=== Requirement 1 ===
The essay below on provenance in agentic systems names several things that serve as substrates underneath provenance and intent for humans. List each of them.
=== Requirement 2 ===
Pick up the essay on provenance, authorization, and intent right after its final sentence.

=== Document extract ===

********

Four Surfaces, No Witness — Luminity Digital
The Provenance Gap · Post 2 of 3 · May 2026

Four Surfaces, No Witness

Post 1 named the dyad: provenance and intent. Post 2 names the substrate that has to do the work — four surfaces where alignment-grade provenance has to live, and the architectural reason almost no current deployment satisfies any of them.

May 2026 Tom M. Gomez Luminity Digital 13 Min Read
The first post in this series established the structural defect: the question healthcare’s safety culture wants to ask of an agentic action — what was the intent — cannot be load-bearing when the system that produced the action also produces the answer. The dyad of provenance and intent was named. Intent verification was shown to be coordination-grade at best for agentic systems. Provenance was named as the substrate property that has to carry the load instead. This post develops what carrying the load would actually look like. Not as a checklist. As architecture. Four surfaces where alignment-grade provenance has to live for an agentic system in clinical scope to be safely deployable. The fourth axis — authorization — enters here, completing the triad that the rest of the series rests on. And the substrate the surfaces would need is examined honestly: the standards exist, the resource was specified, the deployment pattern did not populate it. The gap is not new. Agents are widening it. Post 02 of three.

From the dyad to the triad

Post 1 named two structural properties: provenance (what happened, with what attestation) and intent (what the actor was trying to do). For humans, both could be questioned because both had substrates underneath them — the chart, the deposition, the peer record, the professional reputation. For agents, only provenance can be made structurally answerable. Intent verification by examining the agent’s own reasoning collapses into the alibi problem.

The dyad explains the failure. It does not, by itself, describe the substrate.

To describe the substrate, a third axis has to be named: authorization. Authorization is not the same as provenance. Provenance asks what happened, attested by whom. Authorization asks what was permitted in this session, by what authority, within what scope. The two are independently necessary. A perfectly attested chain of artifact history is silent on whether the action that emitted at the end of the chain was sanctioned to emit. An impeccable authorization record is silent on whether the artifact chain that fed the decision was untampered.

Intent then becomes the third axis. What was the actor trying to accomplish. For humans, this third axis was the one the M&M conference asked about, because the other two were already grounded in substrate. For agents, the structural argument of Post 1 holds: intent verification, examined through the agent’s own outputs, cannot be load-bearing. Which means provenance and authorization have to be substrate-level — alignment-grade — or the system has no foundation at all.

********

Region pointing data
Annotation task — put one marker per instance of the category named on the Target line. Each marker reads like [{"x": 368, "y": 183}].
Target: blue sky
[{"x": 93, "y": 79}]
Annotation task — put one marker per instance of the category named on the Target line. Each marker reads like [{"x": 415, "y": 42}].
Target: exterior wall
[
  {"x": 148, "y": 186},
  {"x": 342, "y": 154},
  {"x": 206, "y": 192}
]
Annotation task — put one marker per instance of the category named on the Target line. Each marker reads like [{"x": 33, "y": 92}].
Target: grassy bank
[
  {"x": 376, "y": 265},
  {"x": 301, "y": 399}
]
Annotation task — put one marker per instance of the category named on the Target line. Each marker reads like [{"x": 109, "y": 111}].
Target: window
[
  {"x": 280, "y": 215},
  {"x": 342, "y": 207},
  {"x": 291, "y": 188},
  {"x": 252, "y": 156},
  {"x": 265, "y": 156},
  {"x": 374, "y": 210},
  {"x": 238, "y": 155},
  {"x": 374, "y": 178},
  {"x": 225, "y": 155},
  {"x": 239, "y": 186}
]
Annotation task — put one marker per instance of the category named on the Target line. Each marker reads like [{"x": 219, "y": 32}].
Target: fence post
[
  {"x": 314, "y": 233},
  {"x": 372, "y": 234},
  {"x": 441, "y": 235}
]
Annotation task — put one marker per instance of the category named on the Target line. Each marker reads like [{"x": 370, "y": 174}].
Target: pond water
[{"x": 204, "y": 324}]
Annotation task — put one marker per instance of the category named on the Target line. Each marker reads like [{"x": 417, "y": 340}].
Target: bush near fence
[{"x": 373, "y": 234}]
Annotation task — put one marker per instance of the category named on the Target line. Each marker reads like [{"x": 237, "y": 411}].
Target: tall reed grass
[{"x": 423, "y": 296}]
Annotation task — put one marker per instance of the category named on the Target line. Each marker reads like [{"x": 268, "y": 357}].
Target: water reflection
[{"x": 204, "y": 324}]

********

=== Output 1 ===
- The chart
- The deposition
- The peer record
- The professional reputation

=== Output 2 ===
The Triad, Named

Provenance — what happened, attested by whom, traceable from outside the actor.

Authorization — what was permitted in this session, by what authority, within what scope, independent of the actor’s claim.

Intent — what the actor was trying to accomplish. For agents, this remains coordination-grade and cannot be made load-bearing through the agent’s own outputs.

Two of these properties have to be structurally enforceable from outside the system that emitted the action. The third — intent — can only ever be coordination-grade for agents, layered on top of the two that carry the load. Post 2 is about the two that have to carry the load.

What alignment-grade actually means

The term alignment-grade has been used in this series as a structural distinction, separate from coordination-grade controls that share form but lack load-bearing properties. It is worth defining precisely now, because the next section will use it to describe what each of the four surfaces has to be.

A control or a substrate property is alignment-grade when it satisfies three conditions.

First, external attestation. The substrate that establishes a fact is not produced by the system whose claim is being verified. A clinician’s license is not produced by the clinician. A chart entry’s timestamp is not produced by the actor making the entry. A cryptographic signature is not produced by the holder of the private key being verified. Alignment-grade substrates carry their authority from outside the actor whose action they attest.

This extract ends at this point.